BEGIN DATA EXCERPTS
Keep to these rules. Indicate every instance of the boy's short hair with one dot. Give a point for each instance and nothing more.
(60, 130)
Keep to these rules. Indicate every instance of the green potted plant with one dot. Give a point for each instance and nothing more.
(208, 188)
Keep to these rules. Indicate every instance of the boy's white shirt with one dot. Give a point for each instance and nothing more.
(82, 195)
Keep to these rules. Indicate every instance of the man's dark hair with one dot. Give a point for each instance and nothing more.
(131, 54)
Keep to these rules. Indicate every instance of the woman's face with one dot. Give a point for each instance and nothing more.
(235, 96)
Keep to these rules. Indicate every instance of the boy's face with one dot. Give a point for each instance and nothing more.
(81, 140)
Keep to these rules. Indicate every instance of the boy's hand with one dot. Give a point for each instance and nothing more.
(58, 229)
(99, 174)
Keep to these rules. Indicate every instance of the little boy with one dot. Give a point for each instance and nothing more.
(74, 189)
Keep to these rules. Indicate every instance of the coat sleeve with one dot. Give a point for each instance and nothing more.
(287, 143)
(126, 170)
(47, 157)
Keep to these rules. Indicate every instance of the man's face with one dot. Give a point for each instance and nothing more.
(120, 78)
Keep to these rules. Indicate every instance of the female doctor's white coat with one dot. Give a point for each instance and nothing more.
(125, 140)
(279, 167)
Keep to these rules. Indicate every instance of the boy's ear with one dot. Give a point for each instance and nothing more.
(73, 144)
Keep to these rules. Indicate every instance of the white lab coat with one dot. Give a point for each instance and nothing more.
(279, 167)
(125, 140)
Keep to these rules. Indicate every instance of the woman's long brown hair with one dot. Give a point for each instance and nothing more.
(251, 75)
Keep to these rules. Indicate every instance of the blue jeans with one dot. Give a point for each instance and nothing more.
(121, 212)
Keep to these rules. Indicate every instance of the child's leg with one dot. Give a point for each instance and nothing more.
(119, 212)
END DATA EXCERPTS
_TRY IT:_
Once more, give all the records exactly as they were written.

_EXERCISE RESPONSE:_
Keep to these rules. Indicate every instance of the boy's short hair with one dot. Give a point for each instance and nothing more.
(60, 130)
Keep to these rules. Indicate every instance of the green potted plant with one dot. Give a point for each instance and nothing more.
(208, 188)
Keep to these rules. Indicate every instance of the boy's white shirt with one dot. Give a point for each instance and nothing more.
(82, 195)
Keep to these rules. Indicate every instance of the man's dark hair with one dot. Give a point for each instance and nothing more.
(131, 54)
Keep to these rules. Indicate every instance of the woman's face with one dot. Give a point for each instance and nothing more.
(235, 96)
Keep to these rules. Indicate every instance of the boy's face with one dot. Give a point for each instance and nothing more.
(81, 140)
Keep to these rules. Indicate every instance of the boy's hand with one dot. Give a point for each instance and nothing more.
(58, 229)
(99, 174)
Keep to these rules. Indicate every instance of the little boy with one dot. Give a point for each instance and nothing more.
(74, 189)
Keep to these rules. Indicate every instance of the coat sleeve with one dot. Give a point for each instance and nothing more.
(287, 143)
(126, 170)
(47, 157)
Keep to these rules. Indicate every instance of the man's face with one dot. Give a point for each instance and nothing more.
(120, 78)
Keep to these rules. Indicate every instance of the female doctor's white coat with one dot. Give a point for each instance and nothing more.
(125, 140)
(279, 167)
Keep to these rules. Indicate every instance of the boy's ear with one dot. Give a point for each instance and nothing more.
(73, 144)
Keep to these rules. Indicate every instance of the white lab coat with one dot. Give a point for each instance and nothing more.
(279, 167)
(125, 140)
Keep to these rules. Indicate every instance of the woman's long brown hair with one dot. Give a point for each instance and nothing more.
(251, 75)
Keep to these rules. Indicate every instance of the blue jeans with one dot. Give a point for each instance and nothing more.
(121, 212)
Keep to these rules. Indicate every instance of the child's leg with one dot. Give a point for each instance and nothing more.
(119, 212)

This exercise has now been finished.